Gamestop in Canada isn't owned by Gamestop in the US. They were also historically unprofitable so people might be in the stores but they aren't buying enough.
>A fraction of that profit does come from interest income.
More than half of it came from interest income.
Gamestop has been unable to grow revenue since Cohen took over, failed initiative after failed initiative. The only thing saving them is their meme stock nature and a legion of people willing to throw good money after bad allowing them to dilute shareholders to build a warchest.
They have increased profit by closing something like 50% of their stores but you can't grow a retail company by constantly closing stores at some point you have to find a way to make the stores more profitable and in 5 years with tons of different attempts they've not found that. Revenue is down almost 50% in the past 3 years.
Having a pile of cash doesn't matter if you have a leader who has no good ideas for how to invest it to improve returns for shareholders, all it does is allow you to die for longer.
Not growing revenue would be one thing, they're shedding revenue at pace - 50% decline since 2020.
> Shareholders seem to agree
First, it's a meme stock. The market can remain irrational for long periods. Another way to analyze it - almost all of the market cap of ~$10b is the $9b in cash. The shareholder pricing tells you they value the business at it's cash assets.
Gamestop's business of physically selling video games, consoles, etc is a dying/dead industry. Nothing can change the trajectory of the market that is almost completely disappeared.
It's a Blockbuster or Tower Records, a dead business running on fumes and memestock valuation.
A strong cash position business like that is effectively a finance sort of business, in other words, exactly the kind well positioned to go conduct an LBO.

━━━

- SET EXERCISE A
What approximate market cap does the comment about GameStop give for the company?

- DATASET ROWS
━━━

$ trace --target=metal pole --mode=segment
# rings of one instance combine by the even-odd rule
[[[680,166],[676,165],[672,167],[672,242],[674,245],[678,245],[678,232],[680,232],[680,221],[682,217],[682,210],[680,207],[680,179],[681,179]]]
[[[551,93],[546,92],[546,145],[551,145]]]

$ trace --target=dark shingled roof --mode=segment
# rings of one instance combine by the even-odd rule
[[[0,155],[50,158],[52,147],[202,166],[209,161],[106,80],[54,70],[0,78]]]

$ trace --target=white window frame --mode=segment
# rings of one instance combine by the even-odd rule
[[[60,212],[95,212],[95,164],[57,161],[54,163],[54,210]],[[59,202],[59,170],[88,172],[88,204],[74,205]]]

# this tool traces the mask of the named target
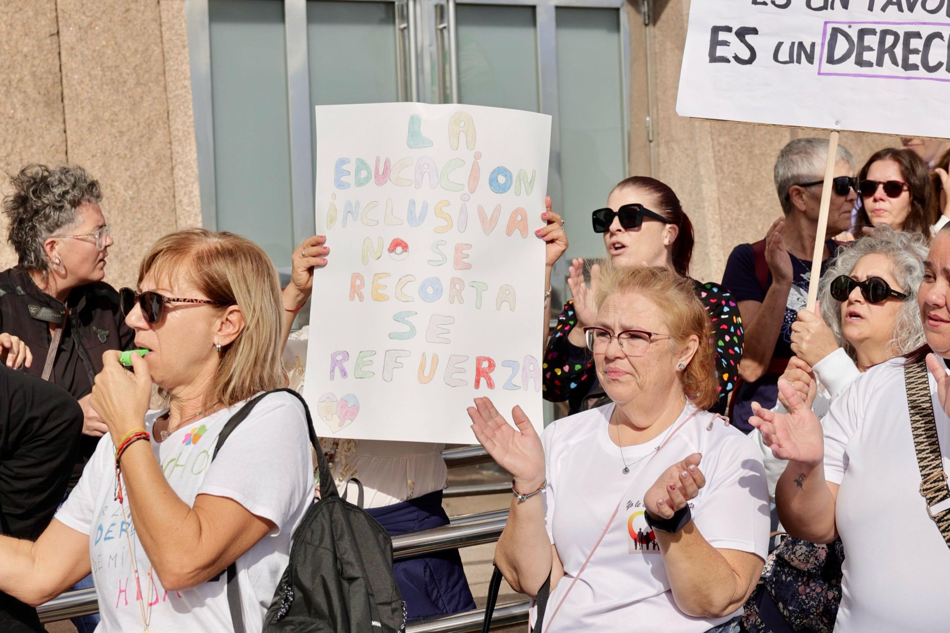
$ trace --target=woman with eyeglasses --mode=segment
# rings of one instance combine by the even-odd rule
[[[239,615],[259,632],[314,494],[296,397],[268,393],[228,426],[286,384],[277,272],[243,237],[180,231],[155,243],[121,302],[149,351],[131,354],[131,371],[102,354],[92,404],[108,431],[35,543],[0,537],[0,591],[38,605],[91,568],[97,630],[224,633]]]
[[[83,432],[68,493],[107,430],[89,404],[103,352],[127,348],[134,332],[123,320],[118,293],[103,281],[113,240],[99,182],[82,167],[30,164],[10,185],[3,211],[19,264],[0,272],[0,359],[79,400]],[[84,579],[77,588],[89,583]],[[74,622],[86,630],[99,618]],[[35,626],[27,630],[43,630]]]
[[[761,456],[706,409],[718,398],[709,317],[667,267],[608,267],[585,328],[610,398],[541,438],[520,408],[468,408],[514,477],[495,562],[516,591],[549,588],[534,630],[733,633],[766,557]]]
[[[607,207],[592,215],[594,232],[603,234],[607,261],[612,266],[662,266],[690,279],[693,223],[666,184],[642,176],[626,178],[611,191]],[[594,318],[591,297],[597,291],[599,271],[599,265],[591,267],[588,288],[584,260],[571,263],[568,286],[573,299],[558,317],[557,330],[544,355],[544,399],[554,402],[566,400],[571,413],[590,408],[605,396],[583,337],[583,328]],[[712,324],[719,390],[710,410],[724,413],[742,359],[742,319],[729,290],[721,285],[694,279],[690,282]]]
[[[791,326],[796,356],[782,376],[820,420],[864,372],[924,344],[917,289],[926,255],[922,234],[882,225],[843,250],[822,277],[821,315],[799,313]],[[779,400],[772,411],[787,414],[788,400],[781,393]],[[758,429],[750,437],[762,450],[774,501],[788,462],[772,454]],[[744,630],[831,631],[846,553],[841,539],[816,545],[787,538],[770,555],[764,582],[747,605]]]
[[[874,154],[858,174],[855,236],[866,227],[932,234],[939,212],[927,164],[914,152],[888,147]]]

━━━

- SET EXERCISE B
Copy the records from their first line up to and including the line with "[[[551,93],[546,92],[546,145],[551,145]]]".

- RIGHT ANSWER A
About $10 billion.

- RIGHT ANSWER B
$ trace --target=metal pole --mode=segment
# rings of one instance combine by the even-odd rule
[[[680,166],[676,165],[672,167],[672,242],[674,245],[678,245],[678,232],[680,232],[680,221],[682,217],[682,210],[680,207],[680,179],[681,179]]]
[[[551,93],[546,92],[546,145],[551,145]]]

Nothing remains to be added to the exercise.